> **所给文本**
---*---

ZynqNet解析(六)内存的实现

背景:在zynqNet项目之中,程序到底如何分配DRAM上的地址作为global Memory。以及如何分配相应程序的内存。

CPU端的函数与作用

  • cpu_top用于运行的最高层级的函数
  • axilite运用进行AXI-lite通信的底层函数,驱动,写入与读取等等。与xfpga配合
  • xfpga与axilite配合,将相应的数据进行axilite协议进行通信写入FPGA
  • netconfig定义存储层和神经网络的结构体信息,以及创建网络相关的函数,如addlayer函数
  • network定义神经网络结构和相应参数的函数
  • shared_dram在hpp中定义DRAM上的地址位值,然后在cpp之中实现相应的函数。
  • FPGA端函数的作用
    按照axi-lite传进来的层信息,从DRAM上读取数据,进行运算

    四种on-chip cache(report 4.2.4)

  • ICache(Image cache):line buffer,为input feature map准备的。
  • OCache(Output cache)
  • GPoolCache(Global pooling cache)
  • WCache(weights cache):最大的cache,需要当前layer的ci×co个filter
  • processing_elements和memory_controller

  • processing_Elements,进行MACC运算
  • memory_controller, 在DRAM与BRAM之间搬运数据
  • 注意netconfig与network不仅在CPU端定义中有运用到,在FPGA端的;定义之中也有用到。

    一、CPU端对DRAM的定义
    1.1 关于DRAM指针的全局变量
    DRAM作为ARM与FPGA的共享的内存空间,然后运用变量传递参数。
    // = Global Variables (Memory Pointers) =
    // Pointers to Shared DRAM Memory
    char *SHARED_DRAM;
    // layer_t *SHARED_DRAM_LAYER_CONFIG;
    float *SHARED_DRAM_LAYER_CONFIG;
    data_t *SHARED_DRAM_WEIGHTS;
    data_t *SHARED_DRAM_DATA;

    在main函数外定义的全局变量,FPGA与CPU之间就是运用此变量共享指向DRAM的指针,从而实现权重与数值的传递。

    1.2 定义DRAM指针的函数
    //main
    // Allocate Shared Memory in DRAM for Weights + Data.
    allocate_DRAM_memory(net_CPU);

    // Copy Layer Weights to DRAM.
    copy_weights_to_DRAM(net_CPU);

    // ===========================
    // = Load + Copy Input Image =
    // ===========================
    layer_t input_layer = net_CPU->layers[0];
    // Allocate Memory for Input Image:
    data_t *input_image = allocate_image_memory(input_layer);
    // Load Input Image
    load_prepared_input_image(input_layer, input_image, input_filename);
    // Copy Input Image into shared DRAM
    copy_input_image_to_DRAM(input_layer, input_image);

    allocate_DRAM_memory(net_CPU);根据分配DRAM的地址,copy_weights_to_DRAM将net_CPU->weights中的权重读到DRAM中。注意,weights也是先从文件读到buffer,然后再由buffer读到DRAM之中的。

---*---

> **数据集内容**

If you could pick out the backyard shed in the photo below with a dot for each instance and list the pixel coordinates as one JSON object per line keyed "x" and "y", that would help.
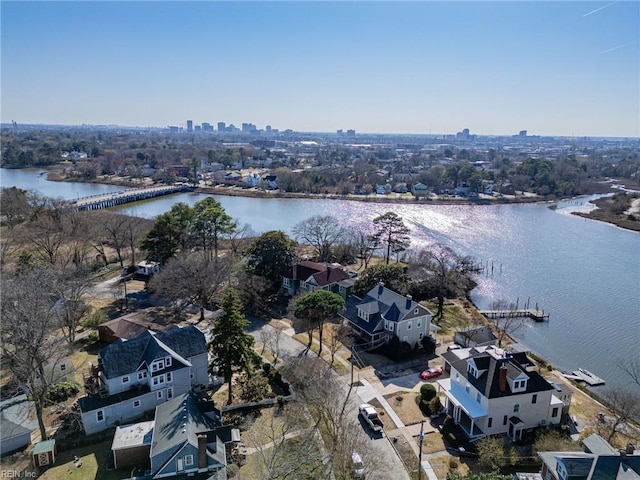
{"x": 44, "y": 453}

---*---

> **任务题目 1**
请把ZynqNet内存实现一文中的“DRAM作为ARM与FPGA的共享的内存空间,然后运用变量传递参数。”译成英文。
> **任务题目 2**
ZynqNet内存实现一文列出了四种片上缓存,其中哪一种最大?
> **任务题目 3**
请从ZynqNet内存实现一文的末尾接着往下续写。

> **任务输出 1**
DRAM serves as the memory space shared by the ARM and the FPGA, and variables are then used to pass parameters.

> **任务输出 2**
WCache(weights cache)最大。

> **任务输出 3**
    load_prepared_input_image和copy_input_image_to_DRAM分别是将图像的数据从file存到buffer和从buffer读到DRAM之中。
    // in cpu_top.cpp
    void allocate_DRAM_memory(network_t *net_CPU) {
    // For Simulation purposes, allocate space on Heap
    // For actual HW Implementation, fixed Memory Address in SHARED DRAM is used

    // Memory Requirements (Bytes)
    int weightsize = net_CPU->num_weights * sizeof(data_t);
    int datasize = net_CPU->total_pixel_mem * sizeof(data_t);

    // Round memory areas to 32-bit boundaries (4 bytes)
    weightsize = std::ceil(weightsize / 4.0) * 4;
    datasize = std::ceil(datasize / 4.0) * 4;

    int total_size = weightsize + datasize;

    // Memory Allocation
    if (USE_FPGA_BLOCK) {
    // Get Pointer to SHARED DRAM from XFPGA wrapper
    SHARED_DRAM = (volatile char *)XFPGA_shared_DRAM_virtual();
    } else {
    // Allocate SHARED DRAM on Heap
    SHARED_DRAM = (volatile char *)malloc(total_size);
    }

    SHARED_DRAM_WEIGHTS = (volatile data_t *)(SHARED_DRAM);
    SHARED_DRAM_DATA = (volatile data_t *)(SHARED_DRAM + weightsize);

    根据已有的数据量,若是ARM的内存模拟,则运用malloc函数创建内存,若是运用到FPGA板子,则需要在DRAM上开辟内存空间,所以需要运用SHARED_DRAM = (volatile char *)XFPGA_shared_DRAM_virtual();此函数进行模拟。
    // in xfpga.cpp
    void XFPGA_Initialize() {
    printf("XFPGA Driver: Initialize\n");
    axilite_open();
    SHARED_DRAM_open();
    }

    void XFPGA_Release() {
    printf("XFPGA Driver: Release\n");
    axilite_close();
    SHARED_DRAM_close();
    }

    volatile data_t *XFPGA_shared_DRAM_virtual() {
    printf("XFPGA Driver: SHARED_DRAM_virtual() = %X\n", (unsigned long)(SHARED_DRAM_virtual()));
    return (volatile data_t*) (SHARED_DRAM_virtual());
    }

    volatile data_t *XFPGA_shared_DRAM_physical() {
    printf("XFPGA Driver: SHARED_DRAM_physical() = %X\n", (unsigned long)(SHARED_DRAM_physical()));
    return (volatile data_t*) (SHARED_DRAM_physical());
    }

    初始化时就运用了全局变量实现了相应的定义。

    1.3 定义DRAM底层驱动
    // in xfpag.cpp
    volatile data_t *XFPGA_shared_DRAM_virtual() {
    printf("XFPGA Driver: SHARED_DRAM_virtual() = %X\n", (unsigned long)(SHARED_DRAM_virtual()));
    return (volatile data_t*) (SHARED_DRAM_virtual());
    }

    驱动为CPU端的驱动。SHARED_DRAM = (volatile char *)XFPGA_shared_DRAM_virtual();在函数文件shared_dram在hpp中定义DRAM上的地址位值,然后在cpp之中实现相应的函数。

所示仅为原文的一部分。